SOURCE DOCUMENT:
---------------

For Frenenqer Paje, life is stifling with its sameness day in and day out.  Books are her only escape from her overbearing father and the stifling heat of the desert oasis in which they live.  One small act of rebellion leads to her meeting a boy named Sangris–a boy who can shapeshift–and this spins her life into a different direction.  At night, Frenenqer and this boy travel to distant lands where she can barely feel the tug of her father’s commands.  If she can learn to let go, Frenenqer might just be able to finally live as she wants to.

Rossetti’s fantasy novel provides a neat twist on the genre that a lot of readers won’t see coming.  Instead of providing mere escapism for readers, Rossetti forces the reader to accept the fact that her fantastical world also has a grim reality to it.  The harsh environment in which Frenenqer is raised comes to life with Rossetti’s lush prose.  The scenes where Sangris and Frenenqer travel to distant lands are particularly well-rendered: the use of color to describe nature and their surroundings is often breath-taking.

---------------

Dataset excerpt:
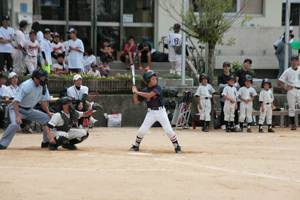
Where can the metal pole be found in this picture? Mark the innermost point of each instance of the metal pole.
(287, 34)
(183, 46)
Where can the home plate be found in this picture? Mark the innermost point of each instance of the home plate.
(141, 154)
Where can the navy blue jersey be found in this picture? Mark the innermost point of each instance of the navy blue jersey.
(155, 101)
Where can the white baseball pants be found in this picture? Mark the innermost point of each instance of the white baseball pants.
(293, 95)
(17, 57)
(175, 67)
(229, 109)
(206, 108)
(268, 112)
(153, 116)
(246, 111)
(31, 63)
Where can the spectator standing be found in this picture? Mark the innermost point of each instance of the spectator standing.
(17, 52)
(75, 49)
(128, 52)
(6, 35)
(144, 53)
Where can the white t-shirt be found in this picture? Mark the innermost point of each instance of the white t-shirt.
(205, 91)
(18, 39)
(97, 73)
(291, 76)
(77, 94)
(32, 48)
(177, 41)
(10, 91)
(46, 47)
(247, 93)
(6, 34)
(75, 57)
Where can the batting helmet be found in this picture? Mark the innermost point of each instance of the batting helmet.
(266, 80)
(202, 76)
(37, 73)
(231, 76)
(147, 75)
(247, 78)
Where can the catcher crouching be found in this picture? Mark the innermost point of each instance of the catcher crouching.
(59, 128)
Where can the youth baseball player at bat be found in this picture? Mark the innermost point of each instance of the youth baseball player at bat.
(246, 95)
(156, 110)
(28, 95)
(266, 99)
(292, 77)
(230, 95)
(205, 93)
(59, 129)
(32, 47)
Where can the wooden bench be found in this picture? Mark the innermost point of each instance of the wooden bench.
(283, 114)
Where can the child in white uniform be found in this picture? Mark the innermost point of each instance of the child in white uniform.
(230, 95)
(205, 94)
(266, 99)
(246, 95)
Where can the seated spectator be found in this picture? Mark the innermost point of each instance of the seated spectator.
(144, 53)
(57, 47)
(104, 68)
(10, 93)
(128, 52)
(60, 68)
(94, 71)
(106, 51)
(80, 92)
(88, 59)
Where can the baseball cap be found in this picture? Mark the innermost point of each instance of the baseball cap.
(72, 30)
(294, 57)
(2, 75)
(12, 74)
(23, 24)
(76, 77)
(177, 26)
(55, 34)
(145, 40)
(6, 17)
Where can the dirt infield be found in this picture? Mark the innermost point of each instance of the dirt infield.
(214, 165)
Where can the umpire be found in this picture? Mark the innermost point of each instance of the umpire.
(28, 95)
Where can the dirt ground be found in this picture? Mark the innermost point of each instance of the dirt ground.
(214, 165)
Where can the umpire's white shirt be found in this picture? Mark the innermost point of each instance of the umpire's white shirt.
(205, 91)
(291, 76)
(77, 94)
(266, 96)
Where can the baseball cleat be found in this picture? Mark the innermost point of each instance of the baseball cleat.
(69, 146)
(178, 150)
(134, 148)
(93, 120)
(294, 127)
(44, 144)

---------------

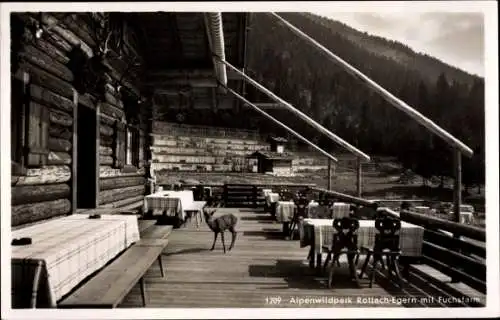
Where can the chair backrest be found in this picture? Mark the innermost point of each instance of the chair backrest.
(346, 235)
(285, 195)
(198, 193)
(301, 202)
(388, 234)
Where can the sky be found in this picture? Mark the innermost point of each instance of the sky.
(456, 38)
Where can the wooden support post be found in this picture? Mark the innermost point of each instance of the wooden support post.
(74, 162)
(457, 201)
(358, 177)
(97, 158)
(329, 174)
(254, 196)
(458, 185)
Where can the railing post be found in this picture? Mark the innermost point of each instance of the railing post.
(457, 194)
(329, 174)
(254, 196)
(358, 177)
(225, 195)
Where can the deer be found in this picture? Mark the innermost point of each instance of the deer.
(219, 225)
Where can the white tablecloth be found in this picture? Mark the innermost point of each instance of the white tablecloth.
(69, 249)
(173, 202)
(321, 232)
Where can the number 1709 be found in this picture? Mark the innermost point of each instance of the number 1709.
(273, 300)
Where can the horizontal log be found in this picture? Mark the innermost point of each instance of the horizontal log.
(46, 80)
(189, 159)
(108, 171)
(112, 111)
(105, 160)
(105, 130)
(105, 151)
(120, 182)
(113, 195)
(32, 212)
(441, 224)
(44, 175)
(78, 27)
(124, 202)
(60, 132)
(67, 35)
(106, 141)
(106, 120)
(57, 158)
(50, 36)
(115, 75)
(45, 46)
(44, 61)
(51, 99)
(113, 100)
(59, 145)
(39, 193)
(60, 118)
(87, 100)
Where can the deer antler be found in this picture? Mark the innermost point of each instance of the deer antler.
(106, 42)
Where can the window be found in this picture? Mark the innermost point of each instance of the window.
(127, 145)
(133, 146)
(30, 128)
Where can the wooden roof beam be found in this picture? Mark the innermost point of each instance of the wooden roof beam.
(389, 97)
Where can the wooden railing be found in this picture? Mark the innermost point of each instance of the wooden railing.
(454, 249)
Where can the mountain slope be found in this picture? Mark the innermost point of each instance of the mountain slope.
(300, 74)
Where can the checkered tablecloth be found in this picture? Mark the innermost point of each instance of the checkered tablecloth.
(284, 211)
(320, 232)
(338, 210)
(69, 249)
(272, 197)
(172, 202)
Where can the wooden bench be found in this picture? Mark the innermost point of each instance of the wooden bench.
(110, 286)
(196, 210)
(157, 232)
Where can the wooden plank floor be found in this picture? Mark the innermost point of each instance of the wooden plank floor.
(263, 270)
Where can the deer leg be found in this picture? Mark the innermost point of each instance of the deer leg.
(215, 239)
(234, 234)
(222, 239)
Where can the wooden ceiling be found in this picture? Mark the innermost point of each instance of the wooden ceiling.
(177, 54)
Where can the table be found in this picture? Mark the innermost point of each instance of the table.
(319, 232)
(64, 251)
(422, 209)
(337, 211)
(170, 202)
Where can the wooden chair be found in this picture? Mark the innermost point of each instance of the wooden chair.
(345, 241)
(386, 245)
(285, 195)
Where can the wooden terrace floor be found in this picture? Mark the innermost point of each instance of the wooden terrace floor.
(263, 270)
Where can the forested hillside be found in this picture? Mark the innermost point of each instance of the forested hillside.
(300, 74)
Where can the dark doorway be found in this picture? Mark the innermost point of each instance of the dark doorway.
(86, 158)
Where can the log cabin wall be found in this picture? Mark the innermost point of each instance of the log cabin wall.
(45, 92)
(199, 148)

---------------

REQUIRED ACTIONS:
#1 Retype the stretch of the book review from "For Frenenqer Paje, life" through "she wants to.".
#2 Show every line of the records that contains the string "dirt", matching case.

ANSWERS PER TASK:
#1
For Frenenqer Paje, life is stifling with its sameness day in and day out.  Books are her only escape from her overbearing father and the stifling heat of the desert oasis in which they live.  One small act of rebellion leads to her meeting a boy named Sangris–a boy who can shapeshift–and this spins her life into a different direction.  At night, Frenenqer and this boy travel to distant lands where she can barely feel the tug of her father’s commands.  If she can learn to let go, Frenenqer might just be able to finally live as she wants to.

#2
Where can the dirt infield be found in this picture? Mark the innermost point of each instance of the dirt infield.
Where can the dirt ground be found in this picture? Mark the innermost point of each instance of the dirt ground.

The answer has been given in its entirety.